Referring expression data

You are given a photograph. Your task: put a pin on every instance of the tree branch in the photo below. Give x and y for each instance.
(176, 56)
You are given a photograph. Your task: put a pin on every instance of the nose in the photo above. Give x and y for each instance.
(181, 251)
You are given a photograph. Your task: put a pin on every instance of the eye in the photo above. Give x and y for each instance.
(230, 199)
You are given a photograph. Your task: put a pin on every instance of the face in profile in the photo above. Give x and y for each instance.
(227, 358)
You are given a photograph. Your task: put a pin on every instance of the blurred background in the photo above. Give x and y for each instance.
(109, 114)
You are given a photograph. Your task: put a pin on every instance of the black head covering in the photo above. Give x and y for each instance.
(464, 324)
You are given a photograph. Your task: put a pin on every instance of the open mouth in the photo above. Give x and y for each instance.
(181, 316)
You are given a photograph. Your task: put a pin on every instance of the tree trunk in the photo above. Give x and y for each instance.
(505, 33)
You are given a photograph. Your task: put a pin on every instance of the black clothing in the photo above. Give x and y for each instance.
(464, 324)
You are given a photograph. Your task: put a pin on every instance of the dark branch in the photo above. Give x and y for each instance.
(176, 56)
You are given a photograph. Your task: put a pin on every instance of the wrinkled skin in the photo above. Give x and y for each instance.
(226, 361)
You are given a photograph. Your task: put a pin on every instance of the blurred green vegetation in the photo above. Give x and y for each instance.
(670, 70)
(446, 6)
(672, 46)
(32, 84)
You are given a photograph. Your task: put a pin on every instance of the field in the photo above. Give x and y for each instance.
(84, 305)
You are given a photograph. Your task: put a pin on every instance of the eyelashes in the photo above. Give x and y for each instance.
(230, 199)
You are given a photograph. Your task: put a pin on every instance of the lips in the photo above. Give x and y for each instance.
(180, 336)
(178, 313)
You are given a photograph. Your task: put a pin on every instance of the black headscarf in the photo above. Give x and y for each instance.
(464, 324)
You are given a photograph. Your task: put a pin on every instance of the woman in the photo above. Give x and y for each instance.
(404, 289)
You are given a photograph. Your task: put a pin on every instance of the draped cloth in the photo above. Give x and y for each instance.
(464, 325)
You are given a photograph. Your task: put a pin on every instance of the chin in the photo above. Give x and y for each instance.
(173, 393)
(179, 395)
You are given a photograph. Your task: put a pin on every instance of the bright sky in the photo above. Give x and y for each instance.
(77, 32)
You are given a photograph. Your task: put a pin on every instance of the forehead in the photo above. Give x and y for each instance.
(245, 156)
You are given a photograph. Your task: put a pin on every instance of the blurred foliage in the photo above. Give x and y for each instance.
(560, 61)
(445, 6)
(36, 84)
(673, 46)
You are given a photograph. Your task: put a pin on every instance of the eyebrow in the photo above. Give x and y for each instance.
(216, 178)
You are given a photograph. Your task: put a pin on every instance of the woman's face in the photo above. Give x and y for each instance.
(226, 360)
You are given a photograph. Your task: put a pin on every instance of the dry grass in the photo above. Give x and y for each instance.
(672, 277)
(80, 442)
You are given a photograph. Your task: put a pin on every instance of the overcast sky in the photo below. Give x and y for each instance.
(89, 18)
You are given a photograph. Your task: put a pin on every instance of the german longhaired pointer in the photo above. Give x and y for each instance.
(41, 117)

## DIRECTIONS
All the lines above must be output exactly, with none omitted.

## WRITTEN SOLUTION
You are given a photograph. Your task: put a pin on every instance of the tree branch in the photo below. Give x and y for each instance.
(176, 56)
You are given a photograph. Your task: put a pin on every instance of the nose in the photo above. Give x and y for each instance.
(181, 251)
You are given a photograph. Your task: put a pin on every instance of the eye in the photo above. Give x and y for each instance.
(230, 199)
You are given a photograph. Your task: put a pin on every instance of the face in profile in the photo above. Give x and y for each instance.
(227, 358)
You are given a photograph. Your task: put a pin on every instance of the blurred background in the photo above. Give x and y for each instance.
(109, 114)
You are given a photograph. Your task: put a pin on every instance of the black head covering in the photo above. Give x and y for each instance.
(464, 324)
You are given a photograph. Your task: put a pin on every instance of the open mouth in the photo above. Give x and y for each instance.
(181, 316)
You are given a photograph. Your task: put a pin on every instance of the tree trunk in the photo above. Give x and y for each instance.
(505, 33)
You are given a photograph. Your task: put a pin on every instance of the black clothing in the photo above. Give x and y for each instance.
(464, 324)
You are given a photograph. Your task: put a pin on every instance of the dark branch in the photo above. Give x and y for each instance.
(176, 56)
You are given a photograph. Your task: put a pin on every instance of the wrinkled skin in the photo above. Give x and y for each instance.
(226, 361)
You are given a photograph. Your task: put a pin on every instance of the blurred green vegetation in the photo above. Give x and y for each instance.
(670, 70)
(446, 6)
(672, 46)
(32, 84)
You are given a photograph. Your task: put a pin on every instance of the field in the photo above. Give x and y for each instance.
(84, 305)
You are given a photograph. Your task: put a pin on every instance of the eyelashes in the photo above. Give x and y for each instance.
(230, 199)
You are given a photograph. Your task: put a pin on every instance of the lips in the photo above. Give x and y for each instance.
(180, 336)
(178, 313)
You are given a photograph. Your task: put a pin on every instance of the black headscarf in the photo above. Give x and y for each instance.
(464, 324)
You are given a photograph. Your task: put a pin on every instance of the woman in the photo above. Give x and y for each instance.
(404, 289)
You are given a photograph. Your task: put a pin on every instance of the draped cloth in the photo above. Give x and y for each instance.
(464, 325)
You are given a photograph. Your task: put a pin on every instance of the chin in the photo above. Give x and y for each instance.
(173, 393)
(179, 395)
You are given a photograph. Your task: put a pin on every instance of the bright sky in the photo above. Give x and y for each instance.
(77, 32)
You are given a photograph. Your task: put a pin on every instance of the forehead in the photo above. Give x and y for each instance.
(245, 156)
You are given a photograph. Your task: put a pin on every instance of the blurred foliage in the photo above. Give x and y for each instance.
(560, 61)
(445, 6)
(36, 84)
(673, 46)
You are given a photograph. Your task: put a pin on every instance of the eyebrow in the photo above. Give x and y for each instance.
(216, 178)
You are given a photograph. Your task: put a pin on every instance of the woman's face in the photo above. Give x and y for each instance.
(226, 360)
You are given a photograph. Your task: put a pin on every instance of the dry grass in the photo above. Give x and y for each instance.
(672, 277)
(80, 442)
You are given a photograph. Your task: put a pin on every instance of the overcast sky in the photo below. Give x and y for each instance.
(89, 18)
You are given a photograph. Your task: put a pin on every instance of the german longhaired pointer in the photo above. Give x and y for each instance.
(41, 117)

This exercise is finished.